→ Exercise goal: Return only the lines starting at the line that contains "Reviewer note: check that every instance of the bare dead" and ending with the final line of the listing; include both endpoints.

[Point placement records]
+ + +
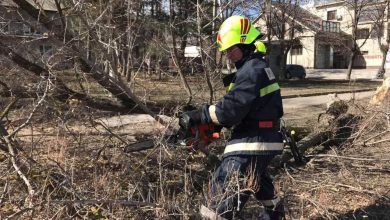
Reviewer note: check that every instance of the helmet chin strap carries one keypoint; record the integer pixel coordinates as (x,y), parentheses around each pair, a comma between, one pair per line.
(247,50)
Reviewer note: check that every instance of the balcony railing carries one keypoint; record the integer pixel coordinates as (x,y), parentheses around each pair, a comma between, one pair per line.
(330,26)
(325,2)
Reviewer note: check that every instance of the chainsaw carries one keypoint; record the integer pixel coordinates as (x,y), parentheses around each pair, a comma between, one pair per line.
(289,142)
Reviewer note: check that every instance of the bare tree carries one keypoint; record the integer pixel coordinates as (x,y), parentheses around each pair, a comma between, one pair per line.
(360,10)
(282,24)
(379,30)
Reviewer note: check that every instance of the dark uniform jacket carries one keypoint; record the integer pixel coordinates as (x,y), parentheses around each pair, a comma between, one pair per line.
(253,107)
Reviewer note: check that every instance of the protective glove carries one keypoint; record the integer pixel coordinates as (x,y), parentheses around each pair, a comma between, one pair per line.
(189,119)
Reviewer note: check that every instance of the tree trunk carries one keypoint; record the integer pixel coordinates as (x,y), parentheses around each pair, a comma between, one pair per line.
(350,64)
(94,69)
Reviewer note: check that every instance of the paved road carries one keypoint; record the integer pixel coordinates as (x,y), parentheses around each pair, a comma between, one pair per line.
(341,73)
(303,102)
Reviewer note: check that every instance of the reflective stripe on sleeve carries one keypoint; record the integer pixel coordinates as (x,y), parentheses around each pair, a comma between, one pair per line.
(213,114)
(269,89)
(259,146)
(229,87)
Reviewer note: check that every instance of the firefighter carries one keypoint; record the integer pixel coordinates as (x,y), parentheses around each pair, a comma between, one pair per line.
(260,47)
(252,108)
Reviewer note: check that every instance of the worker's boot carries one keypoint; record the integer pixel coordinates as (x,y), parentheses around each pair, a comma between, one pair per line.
(208,214)
(273,212)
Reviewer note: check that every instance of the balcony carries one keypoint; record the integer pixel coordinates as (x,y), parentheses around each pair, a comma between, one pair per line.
(330,26)
(326,2)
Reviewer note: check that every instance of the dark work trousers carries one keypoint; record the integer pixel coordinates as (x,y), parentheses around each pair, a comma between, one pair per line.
(236,179)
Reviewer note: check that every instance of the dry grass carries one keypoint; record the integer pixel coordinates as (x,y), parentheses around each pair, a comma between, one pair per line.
(86,174)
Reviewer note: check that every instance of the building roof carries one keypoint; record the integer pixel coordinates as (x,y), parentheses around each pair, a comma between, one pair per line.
(309,20)
(47,5)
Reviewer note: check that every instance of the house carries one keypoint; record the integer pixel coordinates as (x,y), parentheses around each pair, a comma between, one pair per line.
(324,30)
(27,37)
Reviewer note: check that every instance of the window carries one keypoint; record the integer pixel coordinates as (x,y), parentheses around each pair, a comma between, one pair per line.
(17,28)
(330,26)
(331,15)
(4,27)
(364,52)
(296,50)
(371,13)
(377,31)
(362,33)
(45,49)
(26,29)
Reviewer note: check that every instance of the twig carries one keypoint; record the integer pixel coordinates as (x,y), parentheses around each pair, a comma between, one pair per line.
(348,158)
(108,201)
(30,189)
(8,108)
(360,190)
(4,191)
(377,142)
(18,213)
(33,111)
(109,131)
(384,132)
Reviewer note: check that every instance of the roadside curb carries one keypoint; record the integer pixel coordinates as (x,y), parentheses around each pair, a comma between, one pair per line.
(325,93)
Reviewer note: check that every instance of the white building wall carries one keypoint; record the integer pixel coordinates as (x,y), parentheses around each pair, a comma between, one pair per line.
(306,59)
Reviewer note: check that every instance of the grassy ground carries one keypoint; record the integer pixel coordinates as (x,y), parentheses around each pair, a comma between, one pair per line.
(86,174)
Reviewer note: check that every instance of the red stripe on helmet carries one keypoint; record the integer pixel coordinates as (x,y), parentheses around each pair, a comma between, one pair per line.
(242,25)
(246,22)
(219,39)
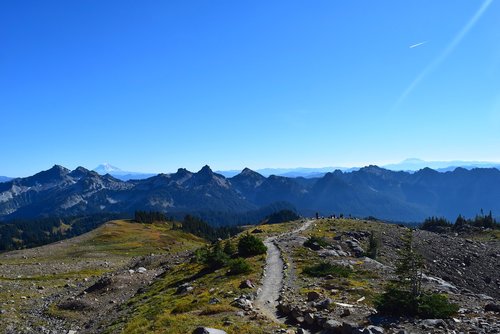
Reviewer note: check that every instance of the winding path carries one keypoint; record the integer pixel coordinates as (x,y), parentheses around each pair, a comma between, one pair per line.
(267,299)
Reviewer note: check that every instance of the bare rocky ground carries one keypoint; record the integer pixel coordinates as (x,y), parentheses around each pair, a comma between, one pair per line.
(74,286)
(464,269)
(40,293)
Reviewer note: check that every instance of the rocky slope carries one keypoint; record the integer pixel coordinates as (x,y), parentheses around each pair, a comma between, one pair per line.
(135,278)
(371,191)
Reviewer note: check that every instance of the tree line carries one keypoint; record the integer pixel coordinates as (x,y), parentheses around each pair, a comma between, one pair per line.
(441,224)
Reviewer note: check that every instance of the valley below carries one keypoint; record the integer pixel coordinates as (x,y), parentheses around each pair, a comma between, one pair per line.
(127,277)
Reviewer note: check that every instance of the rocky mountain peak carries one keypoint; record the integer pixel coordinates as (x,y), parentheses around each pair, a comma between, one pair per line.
(205,170)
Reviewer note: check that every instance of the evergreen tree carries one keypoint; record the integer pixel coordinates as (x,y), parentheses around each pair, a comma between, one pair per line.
(409,267)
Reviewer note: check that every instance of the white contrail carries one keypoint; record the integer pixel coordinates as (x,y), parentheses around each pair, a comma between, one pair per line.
(453,44)
(418,44)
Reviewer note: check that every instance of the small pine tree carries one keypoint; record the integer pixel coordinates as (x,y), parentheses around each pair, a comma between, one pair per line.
(229,248)
(250,245)
(373,244)
(409,267)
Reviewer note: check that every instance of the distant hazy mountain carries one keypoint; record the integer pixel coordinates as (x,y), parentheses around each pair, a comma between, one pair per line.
(106,168)
(368,191)
(417,164)
(411,165)
(5,178)
(292,172)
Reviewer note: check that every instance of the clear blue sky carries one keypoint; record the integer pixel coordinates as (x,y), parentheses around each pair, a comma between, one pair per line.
(157,85)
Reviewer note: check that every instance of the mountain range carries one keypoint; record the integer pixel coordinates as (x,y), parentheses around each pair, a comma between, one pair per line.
(369,191)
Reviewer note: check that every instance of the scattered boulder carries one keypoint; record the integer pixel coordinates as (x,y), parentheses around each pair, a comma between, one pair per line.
(491,307)
(184,288)
(345,312)
(332,325)
(74,305)
(100,285)
(243,303)
(208,330)
(313,296)
(214,300)
(432,323)
(323,304)
(247,284)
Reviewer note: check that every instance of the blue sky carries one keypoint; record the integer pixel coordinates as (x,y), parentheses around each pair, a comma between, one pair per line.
(156,85)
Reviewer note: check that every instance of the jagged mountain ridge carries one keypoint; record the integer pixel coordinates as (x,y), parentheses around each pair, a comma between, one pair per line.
(371,190)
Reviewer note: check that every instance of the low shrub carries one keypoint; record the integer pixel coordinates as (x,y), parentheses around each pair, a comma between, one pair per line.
(315,243)
(216,309)
(250,245)
(184,307)
(436,306)
(239,266)
(397,302)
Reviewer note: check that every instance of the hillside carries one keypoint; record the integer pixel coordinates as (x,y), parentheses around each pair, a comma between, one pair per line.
(369,191)
(34,281)
(138,278)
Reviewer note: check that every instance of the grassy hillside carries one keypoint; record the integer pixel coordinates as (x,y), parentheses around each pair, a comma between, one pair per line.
(33,277)
(161,309)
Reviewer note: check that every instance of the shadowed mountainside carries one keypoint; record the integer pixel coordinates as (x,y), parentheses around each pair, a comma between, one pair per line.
(375,191)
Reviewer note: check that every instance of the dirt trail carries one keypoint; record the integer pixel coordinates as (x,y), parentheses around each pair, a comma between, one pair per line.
(267,299)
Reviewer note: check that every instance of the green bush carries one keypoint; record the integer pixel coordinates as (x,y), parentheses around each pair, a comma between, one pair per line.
(397,302)
(324,268)
(250,245)
(229,248)
(239,266)
(314,241)
(214,257)
(436,306)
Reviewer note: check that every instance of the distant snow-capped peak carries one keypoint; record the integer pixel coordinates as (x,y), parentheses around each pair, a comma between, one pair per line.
(106,168)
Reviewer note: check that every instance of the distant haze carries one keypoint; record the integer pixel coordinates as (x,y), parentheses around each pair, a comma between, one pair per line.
(151,86)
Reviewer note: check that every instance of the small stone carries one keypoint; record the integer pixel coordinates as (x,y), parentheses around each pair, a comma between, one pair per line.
(208,330)
(491,307)
(312,296)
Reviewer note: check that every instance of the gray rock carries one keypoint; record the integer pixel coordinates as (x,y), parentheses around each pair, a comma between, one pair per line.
(332,324)
(208,330)
(243,303)
(375,329)
(432,323)
(346,312)
(309,318)
(184,288)
(323,304)
(349,327)
(247,284)
(328,253)
(312,296)
(491,307)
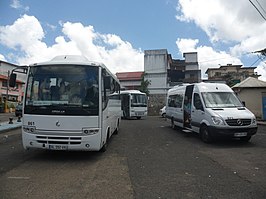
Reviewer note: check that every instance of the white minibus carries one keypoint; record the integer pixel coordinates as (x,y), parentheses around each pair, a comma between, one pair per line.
(134,104)
(210,109)
(70,103)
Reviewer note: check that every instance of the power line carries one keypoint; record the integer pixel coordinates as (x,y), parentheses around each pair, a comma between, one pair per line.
(261,6)
(257,10)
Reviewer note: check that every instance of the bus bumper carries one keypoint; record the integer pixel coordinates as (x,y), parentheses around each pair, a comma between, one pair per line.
(55,142)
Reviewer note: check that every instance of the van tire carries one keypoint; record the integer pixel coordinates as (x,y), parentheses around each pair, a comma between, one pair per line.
(104,147)
(205,134)
(245,139)
(117,127)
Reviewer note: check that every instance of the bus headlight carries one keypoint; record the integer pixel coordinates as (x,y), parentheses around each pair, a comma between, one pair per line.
(217,120)
(254,122)
(29,129)
(90,131)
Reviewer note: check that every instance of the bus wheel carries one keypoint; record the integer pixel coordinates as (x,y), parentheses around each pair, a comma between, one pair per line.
(172,124)
(205,134)
(104,147)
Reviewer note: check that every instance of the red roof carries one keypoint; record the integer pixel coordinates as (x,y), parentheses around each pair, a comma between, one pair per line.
(129,75)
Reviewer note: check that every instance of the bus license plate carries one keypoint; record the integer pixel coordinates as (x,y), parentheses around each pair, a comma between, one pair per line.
(58,147)
(241,134)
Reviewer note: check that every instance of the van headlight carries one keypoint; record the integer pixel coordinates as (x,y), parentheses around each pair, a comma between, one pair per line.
(29,129)
(217,120)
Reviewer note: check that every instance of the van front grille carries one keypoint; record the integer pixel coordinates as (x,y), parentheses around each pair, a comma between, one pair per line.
(238,122)
(58,140)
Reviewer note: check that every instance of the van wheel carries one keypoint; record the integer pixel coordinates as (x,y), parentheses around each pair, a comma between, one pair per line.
(117,128)
(205,134)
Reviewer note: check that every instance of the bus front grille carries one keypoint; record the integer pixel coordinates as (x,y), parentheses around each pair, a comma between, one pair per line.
(58,140)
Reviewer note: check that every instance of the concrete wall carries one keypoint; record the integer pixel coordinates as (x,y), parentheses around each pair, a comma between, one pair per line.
(155,103)
(253,99)
(155,67)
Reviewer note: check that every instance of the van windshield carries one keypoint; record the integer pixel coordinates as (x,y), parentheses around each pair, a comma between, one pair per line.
(221,100)
(139,100)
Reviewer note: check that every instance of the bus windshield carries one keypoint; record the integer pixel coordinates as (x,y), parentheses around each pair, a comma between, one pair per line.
(221,100)
(63,89)
(138,100)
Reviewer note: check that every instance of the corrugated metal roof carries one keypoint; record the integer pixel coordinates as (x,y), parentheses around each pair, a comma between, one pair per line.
(5,78)
(250,82)
(129,75)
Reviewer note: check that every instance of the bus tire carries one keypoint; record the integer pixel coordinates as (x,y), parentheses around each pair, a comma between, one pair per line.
(117,128)
(205,134)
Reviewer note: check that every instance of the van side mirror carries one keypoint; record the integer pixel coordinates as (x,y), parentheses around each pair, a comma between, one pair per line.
(199,106)
(12,80)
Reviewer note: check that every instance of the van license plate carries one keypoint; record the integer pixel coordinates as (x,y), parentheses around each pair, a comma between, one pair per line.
(241,134)
(58,147)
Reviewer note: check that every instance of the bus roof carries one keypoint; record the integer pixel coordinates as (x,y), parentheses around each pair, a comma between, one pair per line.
(131,92)
(69,59)
(74,60)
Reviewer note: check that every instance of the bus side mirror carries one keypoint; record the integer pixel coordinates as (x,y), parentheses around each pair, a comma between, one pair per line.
(12,80)
(107,82)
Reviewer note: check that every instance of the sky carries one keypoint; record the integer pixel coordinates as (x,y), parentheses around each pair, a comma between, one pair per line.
(116,32)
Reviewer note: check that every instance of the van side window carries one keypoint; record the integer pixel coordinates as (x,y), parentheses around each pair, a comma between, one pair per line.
(175,100)
(197,102)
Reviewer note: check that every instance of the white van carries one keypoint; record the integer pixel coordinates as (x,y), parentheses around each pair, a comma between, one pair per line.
(210,109)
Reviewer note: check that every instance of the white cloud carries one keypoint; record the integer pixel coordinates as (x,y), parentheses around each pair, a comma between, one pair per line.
(2,57)
(235,23)
(17,5)
(207,56)
(26,34)
(227,21)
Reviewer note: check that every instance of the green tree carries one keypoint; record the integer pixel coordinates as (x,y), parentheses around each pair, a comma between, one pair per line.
(144,84)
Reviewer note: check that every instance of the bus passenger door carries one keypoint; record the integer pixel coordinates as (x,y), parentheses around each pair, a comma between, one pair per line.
(187,106)
(126,105)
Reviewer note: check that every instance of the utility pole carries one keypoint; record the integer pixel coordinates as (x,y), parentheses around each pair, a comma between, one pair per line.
(7,88)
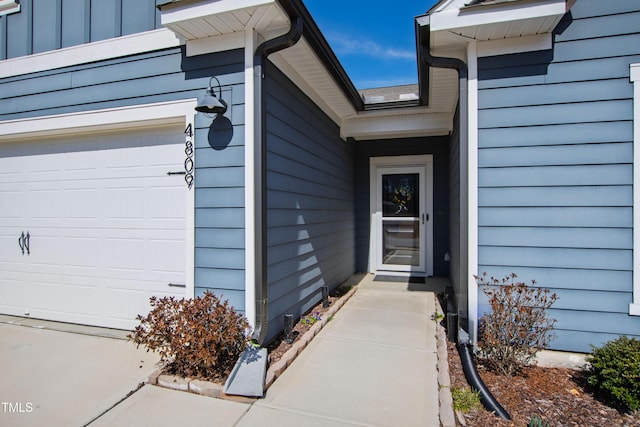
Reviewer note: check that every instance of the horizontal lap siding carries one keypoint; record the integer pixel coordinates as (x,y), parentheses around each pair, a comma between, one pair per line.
(555,171)
(310,223)
(158,76)
(45,25)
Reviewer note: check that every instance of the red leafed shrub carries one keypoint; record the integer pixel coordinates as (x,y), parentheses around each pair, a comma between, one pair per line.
(517,325)
(200,337)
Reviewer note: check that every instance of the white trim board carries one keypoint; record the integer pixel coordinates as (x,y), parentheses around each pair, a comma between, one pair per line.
(634,74)
(98,120)
(90,52)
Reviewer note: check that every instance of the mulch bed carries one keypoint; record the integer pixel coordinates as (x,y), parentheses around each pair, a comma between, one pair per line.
(278,346)
(558,395)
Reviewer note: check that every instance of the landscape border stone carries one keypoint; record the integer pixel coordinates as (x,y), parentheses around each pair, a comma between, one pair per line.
(211,389)
(447,416)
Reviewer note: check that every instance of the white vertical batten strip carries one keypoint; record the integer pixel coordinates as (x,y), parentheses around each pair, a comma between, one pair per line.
(190,240)
(472,197)
(634,306)
(250,40)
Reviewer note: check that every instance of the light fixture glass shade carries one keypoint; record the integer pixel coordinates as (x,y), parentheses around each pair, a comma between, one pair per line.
(209,103)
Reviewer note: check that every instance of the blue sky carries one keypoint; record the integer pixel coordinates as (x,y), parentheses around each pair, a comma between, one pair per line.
(374,40)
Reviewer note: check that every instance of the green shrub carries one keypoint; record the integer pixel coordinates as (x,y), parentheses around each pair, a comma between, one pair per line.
(200,337)
(517,325)
(465,399)
(615,373)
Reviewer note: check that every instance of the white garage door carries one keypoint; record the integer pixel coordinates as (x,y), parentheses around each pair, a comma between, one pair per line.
(106,226)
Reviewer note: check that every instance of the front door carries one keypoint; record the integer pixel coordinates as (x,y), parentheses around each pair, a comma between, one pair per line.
(401,214)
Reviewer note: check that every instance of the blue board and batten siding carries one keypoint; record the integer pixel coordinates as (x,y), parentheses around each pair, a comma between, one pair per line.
(555,170)
(155,76)
(310,186)
(44,25)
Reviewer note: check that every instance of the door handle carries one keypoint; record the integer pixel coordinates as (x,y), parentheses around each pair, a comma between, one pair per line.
(23,242)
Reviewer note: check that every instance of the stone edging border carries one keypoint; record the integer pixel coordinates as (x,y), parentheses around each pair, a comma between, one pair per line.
(447,416)
(276,369)
(210,389)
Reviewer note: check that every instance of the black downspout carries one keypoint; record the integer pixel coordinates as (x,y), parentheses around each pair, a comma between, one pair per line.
(260,139)
(464,347)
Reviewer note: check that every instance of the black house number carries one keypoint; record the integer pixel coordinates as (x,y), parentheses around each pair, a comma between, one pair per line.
(188,162)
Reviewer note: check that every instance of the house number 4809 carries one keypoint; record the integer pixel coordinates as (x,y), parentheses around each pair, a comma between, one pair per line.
(188,162)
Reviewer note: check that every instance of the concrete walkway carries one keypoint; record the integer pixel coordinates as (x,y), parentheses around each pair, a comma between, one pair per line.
(55,378)
(374,364)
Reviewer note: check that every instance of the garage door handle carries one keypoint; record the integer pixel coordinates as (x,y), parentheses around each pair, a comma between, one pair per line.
(23,242)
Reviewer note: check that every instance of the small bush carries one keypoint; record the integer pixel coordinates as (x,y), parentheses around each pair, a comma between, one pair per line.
(200,337)
(465,399)
(615,373)
(517,325)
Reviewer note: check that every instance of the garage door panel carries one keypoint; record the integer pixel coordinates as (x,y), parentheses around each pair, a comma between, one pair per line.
(107,226)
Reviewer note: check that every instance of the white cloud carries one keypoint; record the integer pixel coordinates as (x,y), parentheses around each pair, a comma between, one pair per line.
(344,44)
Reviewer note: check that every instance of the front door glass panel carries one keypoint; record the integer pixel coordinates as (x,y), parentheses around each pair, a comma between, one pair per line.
(401,219)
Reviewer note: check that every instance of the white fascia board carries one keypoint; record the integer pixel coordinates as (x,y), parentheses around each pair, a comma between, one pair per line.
(214,44)
(9,6)
(453,18)
(381,127)
(515,45)
(90,52)
(98,120)
(181,12)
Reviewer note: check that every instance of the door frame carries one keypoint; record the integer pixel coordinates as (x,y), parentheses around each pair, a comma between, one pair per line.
(375,261)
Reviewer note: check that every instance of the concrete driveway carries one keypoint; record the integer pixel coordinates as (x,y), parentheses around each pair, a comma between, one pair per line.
(57,378)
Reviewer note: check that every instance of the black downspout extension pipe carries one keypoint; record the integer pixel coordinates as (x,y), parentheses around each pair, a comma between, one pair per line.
(260,139)
(465,349)
(471,374)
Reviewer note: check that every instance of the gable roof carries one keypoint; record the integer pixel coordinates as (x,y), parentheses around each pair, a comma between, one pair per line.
(311,64)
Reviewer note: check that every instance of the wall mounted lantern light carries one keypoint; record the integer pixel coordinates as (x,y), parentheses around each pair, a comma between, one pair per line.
(208,103)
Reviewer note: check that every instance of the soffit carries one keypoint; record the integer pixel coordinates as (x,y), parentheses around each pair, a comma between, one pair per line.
(210,22)
(193,21)
(454,22)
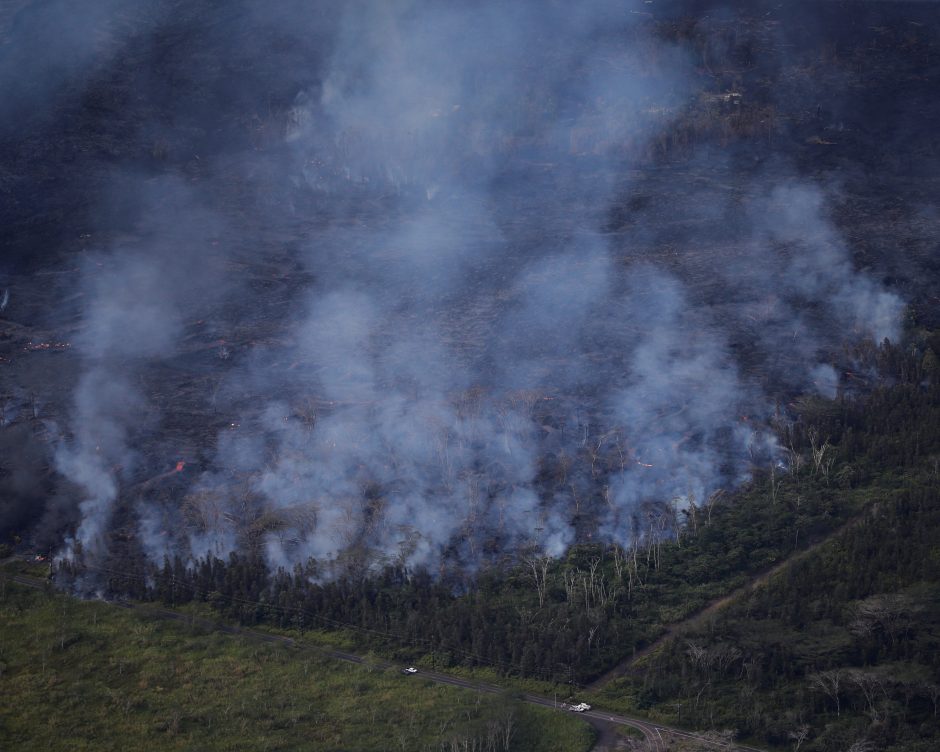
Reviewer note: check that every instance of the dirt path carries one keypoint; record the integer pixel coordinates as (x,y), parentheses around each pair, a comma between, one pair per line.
(655,734)
(700,616)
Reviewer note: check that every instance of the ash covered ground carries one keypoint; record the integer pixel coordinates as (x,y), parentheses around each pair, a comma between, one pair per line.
(436,282)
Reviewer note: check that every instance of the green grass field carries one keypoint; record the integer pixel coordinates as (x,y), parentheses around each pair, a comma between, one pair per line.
(88,676)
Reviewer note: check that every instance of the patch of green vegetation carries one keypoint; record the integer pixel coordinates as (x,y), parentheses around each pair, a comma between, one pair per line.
(108,679)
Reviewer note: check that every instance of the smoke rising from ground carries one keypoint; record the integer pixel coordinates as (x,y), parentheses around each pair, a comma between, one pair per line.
(452,357)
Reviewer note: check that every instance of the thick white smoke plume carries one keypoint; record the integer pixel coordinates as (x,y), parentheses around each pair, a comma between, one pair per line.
(462,359)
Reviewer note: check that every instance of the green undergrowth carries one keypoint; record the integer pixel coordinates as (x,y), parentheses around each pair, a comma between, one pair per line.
(94,677)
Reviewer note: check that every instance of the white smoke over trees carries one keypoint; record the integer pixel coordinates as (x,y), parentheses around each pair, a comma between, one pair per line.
(447,326)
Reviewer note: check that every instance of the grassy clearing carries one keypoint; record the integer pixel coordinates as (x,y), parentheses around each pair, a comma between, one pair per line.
(100,678)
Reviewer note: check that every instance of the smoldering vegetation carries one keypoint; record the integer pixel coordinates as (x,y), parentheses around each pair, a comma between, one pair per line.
(434,283)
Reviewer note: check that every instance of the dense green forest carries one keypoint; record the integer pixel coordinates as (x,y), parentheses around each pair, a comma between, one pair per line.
(840,646)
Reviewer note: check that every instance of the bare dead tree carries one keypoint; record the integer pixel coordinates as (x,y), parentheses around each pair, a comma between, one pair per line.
(830,682)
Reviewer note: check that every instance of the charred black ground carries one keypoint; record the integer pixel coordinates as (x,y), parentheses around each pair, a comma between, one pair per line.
(586,281)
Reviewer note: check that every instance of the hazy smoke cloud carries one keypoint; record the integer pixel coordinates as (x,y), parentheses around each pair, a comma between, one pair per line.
(417,332)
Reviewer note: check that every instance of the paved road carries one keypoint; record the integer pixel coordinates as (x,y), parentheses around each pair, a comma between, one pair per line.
(656,735)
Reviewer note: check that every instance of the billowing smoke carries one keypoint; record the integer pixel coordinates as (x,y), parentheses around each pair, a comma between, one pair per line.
(406,319)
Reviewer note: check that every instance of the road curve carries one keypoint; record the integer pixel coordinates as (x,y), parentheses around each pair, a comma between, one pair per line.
(655,734)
+ + +
→ Output of the task:
Reviewer note: check that every instance of the bare dead tree carries one keypoint; record the integer pixel coordinates as (x,y), parentheses around each pair, a comma between, one pair per line.
(830,682)
Reviewer note: check that every instance of the charred black ground carries one keypoint; record the integer pixel coordinates as (x,y), parentheses around each pair, a comma between, one pair per line.
(586,281)
Reviewer note: check that every instance of the hazy smoke cloud carries one keypoint; record the integer pixel coordinates as (x,y), parentheses around each pair, a comma between, one pair per line.
(417,332)
Reviewer note: check that every instance of the paved road carries one keypoint; record the integer pixel coordinates as (x,y), parentheses around each pair, a comma between, one pair per line.
(656,735)
Reviewer note: check that every instance of the billowing smoke carries one keypoint; record the integer pixel coordinates as (x,y), parentheses around each pair, a comma between, one pair per line.
(406,319)
Reviewer note: check that every instance of the road curve carries one keypoint; record the integer pixel coordinates as (x,y), parentheses around each pair, a comma between, one pair per line.
(655,734)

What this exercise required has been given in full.